* [原文]
- - -
该文不完全,边学边总结
参考
Fortran自身
矩阵可以直接相加减,与MATLAB中的矩阵点乘点除
C=A+-*/B 等价于 C(i,j)=A(i,j)+-*/B(i,j)
A+-*/c 等价于A(i,j)+-*/c
矩阵相乘
matmul(A,B)
矩阵 转置
transpose(A)
求和
sum(a) !a可以是任意维,求和为一个数
DOT_PRODUCT
DOT_PRODUCT(a,b)
即
SUM(CONJG(a)*b)
数学库间关系
数学库说明并行程序开发工具与高性能程序库
- FFT(快速傅立叶变换)
- BLAS(基础线性代数函数库)
- Lapack(线性代数Package)、
- ScaLapack(高扩展的Lapack,主要用于分布式内存体系结构,也就是Cluster结构的并行化的Lapack)
线性代数程序库
其中
- BLAS (Basic Linear Algebra Subprograms),包含很多常用的线性代数运算子程序,如向量点积,矩阵和向量乘积,矩阵和矩阵乘积等;
- BLACS (Basic Linear Algebra Communication Subprograms),是一个专门为线性代数运算而设计的消息传递库;
- Lapack (Linear Algebra PACKage),包含一系列的程序,可以求解如线性方程组,最小二乘问题,本征值问题,奇异值问题等,通过调用 BLAS 完成大部分工作以获得高的运算性能;
- PBLAS (Parallel BLAS),为 ScaLapack 而设计的一个分布式内存 BLAS 库
线性程序库
BLAS (Basic Linear Algebra Subprograms) 基本线性代数子程序
编译连接
netlib数学库编译
gfortran -g -O2 -ffree-line-length-none -o mytest mytest.f90 -L/home/cndaqiang/soft/scalapack/lib -lrefblas
使用ifort和mkl时,参考自助调用
动态链接
ifort mytest.f90 ${MKLROOT}/lib/intel64/libmkl_blas95_ilp64.a -L${MKLROOT}/lib/intel64 -lmkl_intel_ilp64 -lmkl_sequential -lmkl_core -lpthread -lm -ldl
静态链接
ifort mytest.f90 ${MKLROOT}/lib/intel64/libmkl_blas95_ilp64.a -Wl,--start-group ${MKLROOT}/lib/intel64/libmkl_intel_ilp64.a ${MKLROOT}/lib/intel64/libmkl_sequential.a ${MKLROOT}/lib/intel64/libmkl_core.a -Wl,--end-group -lpthread -lm -ldl
调用:直接使用
不用任何多余操作,直接调用函数,如计算矩阵积的函数
call SGEMM("N","N",3,3,3,1.0,A,3,B,3,0,C,3)
函数命令
程序分为3个level
- Level 1
Vector operations, e.g. y = /alpha x + y 向量操作 - Level 2
Matrix-vector operations, e.g. y = /alpha A x + /beta y 矩阵(M)与向量(V)操作 - Level 3
Matrix-matrix operations, e.g. C = /alpha A B + C 矩阵(M)与矩阵(M)的操作
函数名XYYZZZ说明
- X:数据类型
S
REAL,单精度实数D
DOUBLE PRECISION,双精度实数C
COMPLEX,单精度复数Z
COMPLEX*16 或 DOUBLE COMPLEX -
YY:数组的类型
GE
一般矩阵
SY
symmetric,对称阵不定矩阵
**PO
symmetric postive-define 对称正定矩阵(s.p.d) A=A^T,任意x!=0有 x^TAx>0
__ 如重叠矩阵:x^TSx=<x|x> >0BD
bidiagonal,双对角矩阵DI
diagonal,对角矩阵GB
general band,一般带状矩阵 - ….
- - -
* [数据集]

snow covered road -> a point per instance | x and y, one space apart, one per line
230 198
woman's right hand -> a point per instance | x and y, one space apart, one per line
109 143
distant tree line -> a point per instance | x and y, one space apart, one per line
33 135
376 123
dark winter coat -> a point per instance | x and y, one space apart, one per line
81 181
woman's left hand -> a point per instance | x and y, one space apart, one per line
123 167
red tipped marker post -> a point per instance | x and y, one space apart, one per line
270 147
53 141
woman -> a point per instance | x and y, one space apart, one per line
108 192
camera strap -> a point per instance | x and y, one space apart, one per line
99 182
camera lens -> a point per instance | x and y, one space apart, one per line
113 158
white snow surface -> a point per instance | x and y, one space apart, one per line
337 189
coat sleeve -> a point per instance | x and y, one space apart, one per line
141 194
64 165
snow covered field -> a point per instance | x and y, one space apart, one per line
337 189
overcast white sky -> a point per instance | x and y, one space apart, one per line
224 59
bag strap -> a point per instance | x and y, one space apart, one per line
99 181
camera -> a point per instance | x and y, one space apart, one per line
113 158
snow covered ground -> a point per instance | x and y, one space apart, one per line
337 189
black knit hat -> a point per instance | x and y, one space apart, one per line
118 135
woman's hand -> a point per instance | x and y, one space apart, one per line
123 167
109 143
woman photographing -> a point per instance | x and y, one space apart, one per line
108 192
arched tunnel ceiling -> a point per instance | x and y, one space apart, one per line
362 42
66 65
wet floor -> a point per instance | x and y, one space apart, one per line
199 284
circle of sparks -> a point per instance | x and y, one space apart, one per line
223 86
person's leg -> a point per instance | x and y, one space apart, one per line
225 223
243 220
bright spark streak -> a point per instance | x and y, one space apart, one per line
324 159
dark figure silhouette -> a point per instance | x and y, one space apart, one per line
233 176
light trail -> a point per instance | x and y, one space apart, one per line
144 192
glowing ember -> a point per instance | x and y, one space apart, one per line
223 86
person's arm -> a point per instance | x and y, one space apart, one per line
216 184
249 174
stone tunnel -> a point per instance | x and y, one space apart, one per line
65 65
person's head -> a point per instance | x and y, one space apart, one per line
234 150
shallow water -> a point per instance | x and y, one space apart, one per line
- - -
续写这篇 Fortran 矩阵运算与 BLAS 笔记，从最后一行之后接着写。

- 等等
- ZZ[Z]:处理计算方法
MM
矩阵乘矩作
SV
矩阵乘向量
等等
BLAS (Basic Linear Algebra Subprograms)对各个函数进行了详细的说明,如SGEMM
单精度普通矩阵与矩阵的乘法
subroutine sgemm (TRANSA, TRANSB, M, N, K, ALPHA, A, LDA, B, LDB, BETA, C, LDC)
!说明:
C := alpha*op( A )*op( B ) + beta*C
A(M,K)
B(K,N)
TRANSA:op(A)
TRANSA="N", op(A)=A
TRANSA="T", op(A)=A**T 转置
TRANSA="C", op(A)=A**T
TRANSB:op(B)
同TRANSA
ALPHA:alpha
BETA:beta
LDA:A的列数
LBB,LDC同A
Lapack ( Linear Algebra PACKage) Lapack 线性代数包
同blas
ScaLapack ( Scalable Linear Algebra PACKage) 可扩展的线性代数包(并行的Lapack)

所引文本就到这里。